[start RECORD EXCERPTS]

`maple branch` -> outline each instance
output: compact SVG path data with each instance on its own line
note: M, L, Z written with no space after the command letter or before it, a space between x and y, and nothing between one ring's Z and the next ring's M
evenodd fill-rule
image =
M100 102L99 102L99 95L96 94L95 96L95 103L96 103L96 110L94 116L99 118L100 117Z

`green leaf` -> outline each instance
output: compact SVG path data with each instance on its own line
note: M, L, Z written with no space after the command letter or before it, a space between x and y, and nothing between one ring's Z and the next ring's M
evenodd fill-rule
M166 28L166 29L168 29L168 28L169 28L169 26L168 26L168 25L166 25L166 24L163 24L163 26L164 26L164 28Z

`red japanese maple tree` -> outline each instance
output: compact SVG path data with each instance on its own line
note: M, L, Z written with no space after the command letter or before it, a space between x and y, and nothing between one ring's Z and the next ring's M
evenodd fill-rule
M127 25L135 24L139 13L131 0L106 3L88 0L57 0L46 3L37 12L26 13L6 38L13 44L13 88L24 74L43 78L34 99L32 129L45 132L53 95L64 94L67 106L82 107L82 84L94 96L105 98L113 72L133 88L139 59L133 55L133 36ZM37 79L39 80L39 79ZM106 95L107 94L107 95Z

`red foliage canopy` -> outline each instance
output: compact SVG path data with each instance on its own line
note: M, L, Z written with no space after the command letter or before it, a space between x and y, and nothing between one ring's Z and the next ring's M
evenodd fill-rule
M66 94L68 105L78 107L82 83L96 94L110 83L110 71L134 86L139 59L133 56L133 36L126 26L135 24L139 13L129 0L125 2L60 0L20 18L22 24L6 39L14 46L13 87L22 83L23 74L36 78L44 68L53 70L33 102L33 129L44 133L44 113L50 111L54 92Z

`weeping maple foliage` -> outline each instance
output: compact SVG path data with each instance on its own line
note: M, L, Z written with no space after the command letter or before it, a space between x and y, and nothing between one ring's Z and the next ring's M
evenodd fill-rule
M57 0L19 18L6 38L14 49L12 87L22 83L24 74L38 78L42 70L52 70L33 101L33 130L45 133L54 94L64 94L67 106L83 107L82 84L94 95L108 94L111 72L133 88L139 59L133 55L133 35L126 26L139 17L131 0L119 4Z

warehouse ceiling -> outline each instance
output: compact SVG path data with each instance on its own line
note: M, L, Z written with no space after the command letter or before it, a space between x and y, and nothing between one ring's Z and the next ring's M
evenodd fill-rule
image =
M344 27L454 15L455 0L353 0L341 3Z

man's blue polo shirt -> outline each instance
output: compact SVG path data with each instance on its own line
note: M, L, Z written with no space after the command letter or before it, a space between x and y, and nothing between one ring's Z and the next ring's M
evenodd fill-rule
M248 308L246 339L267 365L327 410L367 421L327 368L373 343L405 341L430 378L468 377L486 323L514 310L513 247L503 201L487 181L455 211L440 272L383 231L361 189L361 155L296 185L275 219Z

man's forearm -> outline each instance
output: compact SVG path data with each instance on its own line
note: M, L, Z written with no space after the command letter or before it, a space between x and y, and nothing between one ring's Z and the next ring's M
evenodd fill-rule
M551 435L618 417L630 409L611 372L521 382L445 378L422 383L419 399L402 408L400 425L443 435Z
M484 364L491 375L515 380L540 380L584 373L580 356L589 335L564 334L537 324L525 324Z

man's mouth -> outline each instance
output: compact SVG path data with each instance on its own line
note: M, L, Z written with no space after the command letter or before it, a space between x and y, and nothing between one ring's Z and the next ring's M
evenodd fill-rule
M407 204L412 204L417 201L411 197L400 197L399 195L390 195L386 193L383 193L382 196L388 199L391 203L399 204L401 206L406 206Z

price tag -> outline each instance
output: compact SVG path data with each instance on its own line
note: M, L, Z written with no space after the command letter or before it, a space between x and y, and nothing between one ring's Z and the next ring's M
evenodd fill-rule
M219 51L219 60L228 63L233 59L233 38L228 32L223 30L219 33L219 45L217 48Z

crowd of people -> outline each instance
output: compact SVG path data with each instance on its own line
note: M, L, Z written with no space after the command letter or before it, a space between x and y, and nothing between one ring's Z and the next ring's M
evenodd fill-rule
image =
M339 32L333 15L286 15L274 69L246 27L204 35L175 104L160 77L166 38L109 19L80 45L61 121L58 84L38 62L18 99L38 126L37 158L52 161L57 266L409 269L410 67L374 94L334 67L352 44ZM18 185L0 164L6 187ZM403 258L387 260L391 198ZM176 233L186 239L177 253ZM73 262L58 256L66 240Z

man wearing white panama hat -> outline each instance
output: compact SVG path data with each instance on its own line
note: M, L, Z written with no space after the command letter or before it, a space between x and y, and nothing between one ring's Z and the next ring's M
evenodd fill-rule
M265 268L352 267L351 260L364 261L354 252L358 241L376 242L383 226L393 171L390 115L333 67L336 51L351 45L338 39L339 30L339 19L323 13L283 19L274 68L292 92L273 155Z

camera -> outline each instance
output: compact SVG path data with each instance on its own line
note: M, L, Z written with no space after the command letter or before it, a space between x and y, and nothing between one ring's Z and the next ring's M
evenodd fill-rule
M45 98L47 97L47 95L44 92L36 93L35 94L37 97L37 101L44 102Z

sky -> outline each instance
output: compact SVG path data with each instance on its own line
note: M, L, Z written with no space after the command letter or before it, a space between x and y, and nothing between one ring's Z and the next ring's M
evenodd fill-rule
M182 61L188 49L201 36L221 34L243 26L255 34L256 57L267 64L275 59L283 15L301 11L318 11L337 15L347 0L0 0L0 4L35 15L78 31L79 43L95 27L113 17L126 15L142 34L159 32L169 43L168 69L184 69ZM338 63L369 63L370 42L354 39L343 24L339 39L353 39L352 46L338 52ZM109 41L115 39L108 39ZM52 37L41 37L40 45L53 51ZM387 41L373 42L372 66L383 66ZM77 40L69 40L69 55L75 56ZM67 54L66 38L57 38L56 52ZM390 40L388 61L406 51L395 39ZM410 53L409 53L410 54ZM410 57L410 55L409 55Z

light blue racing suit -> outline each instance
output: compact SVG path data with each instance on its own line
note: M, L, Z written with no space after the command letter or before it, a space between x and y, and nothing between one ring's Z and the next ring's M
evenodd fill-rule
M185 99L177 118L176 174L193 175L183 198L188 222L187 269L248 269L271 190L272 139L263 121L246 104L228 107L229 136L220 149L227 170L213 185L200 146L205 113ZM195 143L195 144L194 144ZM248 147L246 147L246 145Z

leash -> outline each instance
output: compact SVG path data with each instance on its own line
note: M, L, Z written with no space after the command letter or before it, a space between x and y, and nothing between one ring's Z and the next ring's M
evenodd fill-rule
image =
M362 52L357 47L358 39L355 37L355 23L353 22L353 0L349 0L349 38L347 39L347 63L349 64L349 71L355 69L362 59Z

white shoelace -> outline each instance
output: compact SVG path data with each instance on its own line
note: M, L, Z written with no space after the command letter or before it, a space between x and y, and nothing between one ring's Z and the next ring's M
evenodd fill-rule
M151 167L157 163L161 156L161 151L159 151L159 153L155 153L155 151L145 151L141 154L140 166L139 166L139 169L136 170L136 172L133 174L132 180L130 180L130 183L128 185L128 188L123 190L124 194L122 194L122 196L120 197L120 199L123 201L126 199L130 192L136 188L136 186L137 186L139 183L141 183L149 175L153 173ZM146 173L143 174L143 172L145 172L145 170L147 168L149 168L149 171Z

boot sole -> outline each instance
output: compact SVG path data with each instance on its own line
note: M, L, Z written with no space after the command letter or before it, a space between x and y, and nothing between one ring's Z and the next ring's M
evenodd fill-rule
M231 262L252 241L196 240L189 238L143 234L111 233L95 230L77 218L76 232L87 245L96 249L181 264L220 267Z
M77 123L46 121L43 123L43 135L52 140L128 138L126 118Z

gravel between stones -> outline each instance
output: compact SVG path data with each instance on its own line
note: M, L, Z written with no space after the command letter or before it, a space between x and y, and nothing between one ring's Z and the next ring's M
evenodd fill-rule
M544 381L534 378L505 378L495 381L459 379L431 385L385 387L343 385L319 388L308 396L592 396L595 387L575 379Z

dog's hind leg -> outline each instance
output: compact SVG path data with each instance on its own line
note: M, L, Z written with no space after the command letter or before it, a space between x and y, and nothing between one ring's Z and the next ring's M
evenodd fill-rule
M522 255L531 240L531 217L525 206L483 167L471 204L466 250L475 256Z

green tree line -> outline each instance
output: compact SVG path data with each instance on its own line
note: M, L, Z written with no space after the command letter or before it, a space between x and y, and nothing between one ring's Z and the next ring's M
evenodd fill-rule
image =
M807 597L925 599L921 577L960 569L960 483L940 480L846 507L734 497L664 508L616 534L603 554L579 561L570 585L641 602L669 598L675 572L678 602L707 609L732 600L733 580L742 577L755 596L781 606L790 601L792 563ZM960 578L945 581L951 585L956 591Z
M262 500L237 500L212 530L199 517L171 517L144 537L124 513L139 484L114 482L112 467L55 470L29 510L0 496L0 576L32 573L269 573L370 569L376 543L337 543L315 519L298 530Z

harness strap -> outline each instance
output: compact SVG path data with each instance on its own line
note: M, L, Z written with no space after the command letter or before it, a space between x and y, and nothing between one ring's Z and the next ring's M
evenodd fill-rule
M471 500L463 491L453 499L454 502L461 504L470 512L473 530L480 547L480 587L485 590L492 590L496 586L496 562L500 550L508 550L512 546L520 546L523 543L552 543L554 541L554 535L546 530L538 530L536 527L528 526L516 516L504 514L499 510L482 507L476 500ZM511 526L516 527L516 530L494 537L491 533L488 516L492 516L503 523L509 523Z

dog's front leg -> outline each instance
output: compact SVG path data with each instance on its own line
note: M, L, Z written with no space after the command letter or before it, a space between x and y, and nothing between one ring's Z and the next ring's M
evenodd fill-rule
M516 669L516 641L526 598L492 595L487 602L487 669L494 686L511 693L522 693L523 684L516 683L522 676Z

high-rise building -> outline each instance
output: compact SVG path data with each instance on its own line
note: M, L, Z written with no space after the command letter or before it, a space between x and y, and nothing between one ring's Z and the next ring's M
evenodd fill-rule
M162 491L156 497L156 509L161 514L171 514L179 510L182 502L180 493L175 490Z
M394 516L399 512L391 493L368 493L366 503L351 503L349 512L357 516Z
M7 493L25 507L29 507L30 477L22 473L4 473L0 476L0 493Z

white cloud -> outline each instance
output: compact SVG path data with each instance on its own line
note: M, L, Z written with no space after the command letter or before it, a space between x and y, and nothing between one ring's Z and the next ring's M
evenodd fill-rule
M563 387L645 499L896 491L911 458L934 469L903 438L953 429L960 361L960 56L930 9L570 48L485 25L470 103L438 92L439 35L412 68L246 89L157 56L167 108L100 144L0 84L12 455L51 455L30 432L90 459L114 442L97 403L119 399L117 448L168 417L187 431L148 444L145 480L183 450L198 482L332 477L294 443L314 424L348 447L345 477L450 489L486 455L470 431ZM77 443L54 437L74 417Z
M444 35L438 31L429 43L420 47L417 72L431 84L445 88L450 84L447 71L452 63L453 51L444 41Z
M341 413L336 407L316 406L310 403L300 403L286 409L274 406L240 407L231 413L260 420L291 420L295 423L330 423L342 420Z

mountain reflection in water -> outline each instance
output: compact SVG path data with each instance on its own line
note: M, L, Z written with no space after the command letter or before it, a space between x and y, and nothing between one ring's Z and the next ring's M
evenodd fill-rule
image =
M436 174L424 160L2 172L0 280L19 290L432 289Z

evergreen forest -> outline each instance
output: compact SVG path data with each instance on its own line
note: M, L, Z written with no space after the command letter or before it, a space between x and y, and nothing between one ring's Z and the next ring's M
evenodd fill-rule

[end RECORD EXCERPTS]

• _GOAL OF THE EXERCISE_
Substitute "nonzero" for "evenodd" in the lines starting at the one containing "white cloud -> outline each instance" and ending at the last line of the listing, and give only those lines with everything else left as it is.

• _OUTPUT FOR THIS TASK_
white cloud -> outline each instance
output: compact SVG path data with each instance on its own line
note: M, L, Z written with no space after the command letter or before it, a space between x and y, and nothing between one ring's Z and the next ring's M
nonzero fill-rule
M563 387L645 499L896 491L911 458L934 469L903 438L953 429L960 361L960 56L930 9L570 48L485 25L470 103L438 92L439 35L412 68L246 89L157 56L167 108L100 144L0 84L12 455L51 455L30 432L90 459L114 442L97 403L119 399L117 448L168 417L187 431L148 444L145 480L183 450L198 482L332 477L294 443L314 424L348 447L345 477L450 489L486 455L470 431ZM77 443L54 437L74 417Z
M444 35L438 31L429 43L420 47L417 72L431 84L445 88L450 84L447 71L452 63L453 51L444 41Z
M341 413L336 407L316 406L310 403L300 403L286 409L274 406L240 407L231 413L260 420L291 420L295 423L330 423L342 420Z

mountain reflection in water -> outline each instance
output: compact SVG path data with each instance on its own line
note: M, L, Z written with no space after the command letter or before it, a space between x and y, and nothing between one ring's Z and the next ring's M
nonzero fill-rule
image =
M436 174L424 160L2 172L0 280L19 290L432 289Z

evergreen forest -> outline each instance
output: compact SVG path data with each instance on its own line
note: M, L, Z written with no space after the command letter or before it, a space between x and y, and nothing between one ring's Z and the next ring's M
nonzero fill-rule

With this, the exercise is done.